**Instructions for the task:** Shift every point coordinate in the answers of the rows below by adding 79, and leave the sample point as it is. Write out all of the rows again, wording included, but leave out the pictures.

**Data shown:**
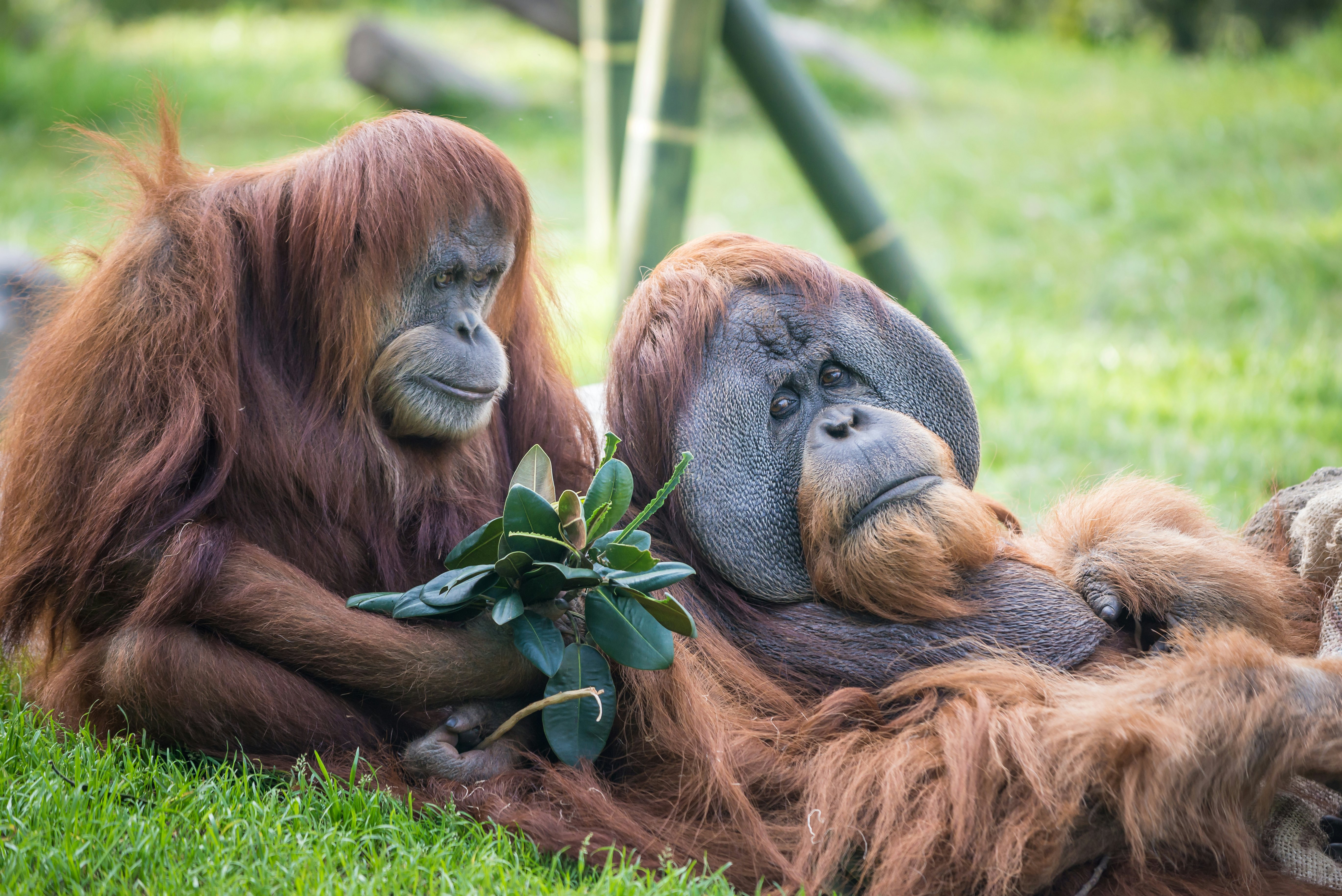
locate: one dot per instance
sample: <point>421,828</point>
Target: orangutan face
<point>839,443</point>
<point>441,368</point>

**Exercise response:**
locate: one dot per instance
sample: <point>421,828</point>
Target: orangutan face
<point>918,522</point>
<point>520,447</point>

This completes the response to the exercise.